- [INSTRUCTIONS]:
A. From the passage on ABC's holiday programming, quote the part starting with "From February 2001" and going on through "on Christmas morning.".
B. In the passage on ABC's holiday programming, who hosted ABC 2000 Today?
C. Proceed with the passage on ABC's holiday programming from the point where it stops.

BEGIN SUPPLIED PASSAGE

From February 2001 to February 14, 2020, ABC held the television rights to most of the Peanuts television specials, having acquired the broadcast rights from CBS, which originated the specials in 1965 with the debut of A Charlie Brown Christmas (other Peanuts specials broadcast annually by ABC, in addition to A Charlie Brown Christmas, include Charlie Brown's All Stars!, It's the Great Pumpkin, Charlie Brown, You're Not Elected, Charlie Brown, A Charlie Brown Thanksgiving, It's the Easter Beagle, Charlie Brown, Be My Valentine, Charlie Brown, She's a Good Skate, Charlie Brown, Happy New Year, Charlie Brown!, The Mayflower Voyagers, A Charlie Brown Valentine, Charlie Brown's Christmas Tales and I Want a Dog for Christmas, Charlie Brown). ABC also broadcasts the annual Disney Parks Christmas Day Parade special on Christmas morning.

Since 1974, ABC has generally aired Dick Clark's New Year's Rockin' Eve – a New Year's Eve special featuring music performances and coverage of festivities in New York's Times Square. (Note: The only exception was in 1999, when ABC instead broadcast ABC 2000 Today, a day-long telecast produced by ABC News as part of the 2000 Today consortium, which was hosted by Peter Jennings and covered festivities from around the world (Dick Clark co-hosted coverage from Times Square).) ABC is also among the broadcasters of the Tournament of Roses Parade (although as mentioned, the Rose Bowl Game now airs exclusively on ESPN as a College Football Playoff "New Year's Six" bowl).

END SUPPLIED PASSAGE
BEGIN INFORMATION PROVIDED

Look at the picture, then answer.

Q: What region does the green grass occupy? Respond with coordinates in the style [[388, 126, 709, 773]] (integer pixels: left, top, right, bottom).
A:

END INFORMATION PROVIDED

- [ANSWERS FOR THE TASKS]:
A.
From February 2001 to February 14, 2020, ABC held the television rights to most of the Peanuts television specials, having acquired the broadcast rights from CBS, which originated the specials in 1965 with the debut of A Charlie Brown Christmas (other Peanuts specials broadcast annually by ABC, in addition to A Charlie Brown Christmas, include Charlie Brown's All Stars!, It's the Great Pumpkin, Charlie Brown, You're Not Elected, Charlie Brown, A Charlie Brown Thanksgiving, It's the Easter Beagle, Charlie Brown, Be My Valentine, Charlie Brown, She's a Good Skate, Charlie Brown, Happy New Year, Charlie Brown!, The Mayflower Voyagers, A Charlie Brown Valentine, Charlie Brown's Christmas Tales and I Want a Dog for Christmas, Charlie Brown). ABC also broadcasts the annual Disney Parks Christmas Day Parade special on Christmas morning.

B. Peter Jennings

C.
===Programming library===
ABC owns nearly all of its in-house television and theatrical productions made since the 1970s, except certain co-productions (for example, The Commish is now owned by the estate of its producer, Stephen Cannell). Worldwide video rights are owned by various companies, for example, Kino Lorber owns the North American home video rights to the ABC feature film library (along with some lesser-known live-action films from Disney's library, mostly from Touchstone Pictures, Hollywood Pictures and 20th Century Studios).

When the FCC imposed its Financial Interest and Syndication Rules in 1970, ABC proactively created two companies: Worldvision Enterprises as a syndication distributor, and ABC Circle Films as a production company. However, between the publication and implementation of these regulations, the separation of the network's catalog was made in 1973. The broadcast rights to pre-1973 productions were transferred to Worldvision, which became independent in the same year. The company has been sold several times since Paramount Television acquired it in 1999, and has most recently been absorbed into CBS Media Ventures (formerly CBS Television Distribution), a unit of Paramount Skydance, which owns the competitor CBS. Nonetheless, Worldvision sold portions of its catalog, including the Ruby-Spears and Hanna-Barbera libraries, to Turner Broadcasting System (now a part of Warner Bros. parent company Warner Bros. Discovery) in 1991. Paramount Skydance and WBD are currently in the process of the merger in 2026, effectively bringing together the surviving fragments of Worldvision back under one umbrella. According to David Zaslav, the acquisition is expected to close within 6-12 months, pending regulatory and shareholder approval. With Disney's 1996 purchase of ABC, ABC Circle Films was absorbed into Touchstone Television, a Disney subsidiary which in turn was renamed ABC Studios in 2007.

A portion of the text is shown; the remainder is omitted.